*** Opening EXTRACTED INFORMATION ***

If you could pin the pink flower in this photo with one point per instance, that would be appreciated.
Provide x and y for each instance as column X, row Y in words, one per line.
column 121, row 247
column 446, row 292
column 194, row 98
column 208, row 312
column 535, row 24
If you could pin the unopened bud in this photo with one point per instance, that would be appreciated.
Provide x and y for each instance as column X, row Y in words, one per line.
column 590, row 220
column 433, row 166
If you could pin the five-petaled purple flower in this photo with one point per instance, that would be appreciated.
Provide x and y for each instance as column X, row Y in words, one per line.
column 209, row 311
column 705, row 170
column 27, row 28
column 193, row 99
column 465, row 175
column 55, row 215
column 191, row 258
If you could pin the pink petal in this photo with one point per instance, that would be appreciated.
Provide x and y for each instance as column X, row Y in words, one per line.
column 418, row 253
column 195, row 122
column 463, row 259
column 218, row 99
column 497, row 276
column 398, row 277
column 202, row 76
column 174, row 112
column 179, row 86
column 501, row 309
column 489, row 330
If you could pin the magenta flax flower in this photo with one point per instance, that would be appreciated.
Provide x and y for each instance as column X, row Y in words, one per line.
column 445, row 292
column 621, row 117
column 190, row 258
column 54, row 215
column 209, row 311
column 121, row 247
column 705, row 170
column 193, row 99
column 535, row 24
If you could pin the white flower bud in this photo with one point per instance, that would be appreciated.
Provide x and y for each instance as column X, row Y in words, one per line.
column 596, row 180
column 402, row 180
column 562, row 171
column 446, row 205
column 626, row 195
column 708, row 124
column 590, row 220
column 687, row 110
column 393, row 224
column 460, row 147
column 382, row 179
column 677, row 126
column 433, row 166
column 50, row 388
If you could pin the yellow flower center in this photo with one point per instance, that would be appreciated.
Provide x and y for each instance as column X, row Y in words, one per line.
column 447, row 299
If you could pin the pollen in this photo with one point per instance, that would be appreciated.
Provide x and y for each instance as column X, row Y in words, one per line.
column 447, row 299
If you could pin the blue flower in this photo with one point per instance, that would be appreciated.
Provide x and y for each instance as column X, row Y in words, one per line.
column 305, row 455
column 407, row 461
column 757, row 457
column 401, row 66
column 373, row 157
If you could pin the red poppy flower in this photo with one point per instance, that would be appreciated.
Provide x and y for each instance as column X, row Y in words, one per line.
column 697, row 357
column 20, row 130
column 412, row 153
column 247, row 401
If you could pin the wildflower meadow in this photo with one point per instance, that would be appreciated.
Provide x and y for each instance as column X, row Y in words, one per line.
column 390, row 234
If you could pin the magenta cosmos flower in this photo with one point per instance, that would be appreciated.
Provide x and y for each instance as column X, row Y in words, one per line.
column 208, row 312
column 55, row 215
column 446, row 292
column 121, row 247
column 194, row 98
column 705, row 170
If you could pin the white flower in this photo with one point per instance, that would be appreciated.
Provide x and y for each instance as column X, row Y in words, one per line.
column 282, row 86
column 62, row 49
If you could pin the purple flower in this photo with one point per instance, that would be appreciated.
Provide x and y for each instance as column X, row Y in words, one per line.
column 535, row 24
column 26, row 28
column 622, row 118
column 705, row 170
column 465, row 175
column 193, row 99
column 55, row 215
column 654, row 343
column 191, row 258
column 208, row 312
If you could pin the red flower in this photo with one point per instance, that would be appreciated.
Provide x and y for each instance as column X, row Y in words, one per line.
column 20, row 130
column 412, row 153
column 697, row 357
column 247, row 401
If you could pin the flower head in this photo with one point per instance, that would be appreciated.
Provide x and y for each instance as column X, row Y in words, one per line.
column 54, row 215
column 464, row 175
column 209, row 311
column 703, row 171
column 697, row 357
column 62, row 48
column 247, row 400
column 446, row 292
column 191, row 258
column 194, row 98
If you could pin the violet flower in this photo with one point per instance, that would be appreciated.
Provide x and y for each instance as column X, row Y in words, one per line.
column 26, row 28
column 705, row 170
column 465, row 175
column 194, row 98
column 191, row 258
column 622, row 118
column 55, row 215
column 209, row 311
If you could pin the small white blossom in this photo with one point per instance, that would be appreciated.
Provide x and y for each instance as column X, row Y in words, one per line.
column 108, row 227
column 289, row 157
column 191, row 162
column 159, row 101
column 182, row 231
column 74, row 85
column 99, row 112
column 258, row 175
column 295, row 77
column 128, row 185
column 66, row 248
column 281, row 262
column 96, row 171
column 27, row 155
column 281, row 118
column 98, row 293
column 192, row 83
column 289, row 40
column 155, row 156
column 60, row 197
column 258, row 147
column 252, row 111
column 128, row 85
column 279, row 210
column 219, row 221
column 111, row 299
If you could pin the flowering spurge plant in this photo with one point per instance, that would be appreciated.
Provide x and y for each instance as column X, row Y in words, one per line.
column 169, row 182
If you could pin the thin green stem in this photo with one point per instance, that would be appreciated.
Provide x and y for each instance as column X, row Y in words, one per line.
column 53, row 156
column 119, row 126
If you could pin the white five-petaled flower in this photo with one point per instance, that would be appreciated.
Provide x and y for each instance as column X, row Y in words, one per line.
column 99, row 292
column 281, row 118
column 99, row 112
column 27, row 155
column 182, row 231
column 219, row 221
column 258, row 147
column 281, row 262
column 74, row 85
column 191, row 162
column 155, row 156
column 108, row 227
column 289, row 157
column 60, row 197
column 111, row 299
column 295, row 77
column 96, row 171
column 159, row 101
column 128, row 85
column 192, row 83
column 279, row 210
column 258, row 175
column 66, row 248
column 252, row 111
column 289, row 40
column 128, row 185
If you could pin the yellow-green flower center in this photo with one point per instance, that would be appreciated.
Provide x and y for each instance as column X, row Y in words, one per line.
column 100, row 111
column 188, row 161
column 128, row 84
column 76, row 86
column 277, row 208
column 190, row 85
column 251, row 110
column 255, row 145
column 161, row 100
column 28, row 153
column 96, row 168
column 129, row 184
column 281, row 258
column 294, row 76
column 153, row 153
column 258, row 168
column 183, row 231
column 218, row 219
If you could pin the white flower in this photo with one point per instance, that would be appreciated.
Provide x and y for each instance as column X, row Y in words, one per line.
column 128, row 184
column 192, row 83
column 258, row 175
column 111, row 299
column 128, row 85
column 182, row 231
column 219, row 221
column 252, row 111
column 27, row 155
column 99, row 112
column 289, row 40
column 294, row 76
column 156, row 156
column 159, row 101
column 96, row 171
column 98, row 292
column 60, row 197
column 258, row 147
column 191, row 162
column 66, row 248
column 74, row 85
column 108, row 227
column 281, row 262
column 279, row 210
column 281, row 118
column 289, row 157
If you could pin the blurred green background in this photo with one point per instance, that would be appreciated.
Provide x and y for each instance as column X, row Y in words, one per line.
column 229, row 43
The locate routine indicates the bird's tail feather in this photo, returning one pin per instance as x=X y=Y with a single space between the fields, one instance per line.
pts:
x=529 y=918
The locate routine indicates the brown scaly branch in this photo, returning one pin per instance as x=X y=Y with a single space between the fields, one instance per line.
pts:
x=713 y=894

*** Closing EXTRACTED INFORMATION ***

WHAT THE TASK ASKS
Working from the data above, extract solely the lines from the one containing "If you could pin the flower head" through the one containing "If you could pin the violet", exactly as they appear, both included.

OUTPUT
If you could pin the flower head in this photo with one point per instance, that would be appreciated.
Provide x and y for each instance as column X, row Y in words, one per line.
column 54, row 215
column 464, row 175
column 209, row 311
column 703, row 171
column 697, row 357
column 62, row 48
column 247, row 400
column 446, row 292
column 191, row 258
column 194, row 98
If you could pin the violet flower in this photo with one point per instance, that would be appreciated.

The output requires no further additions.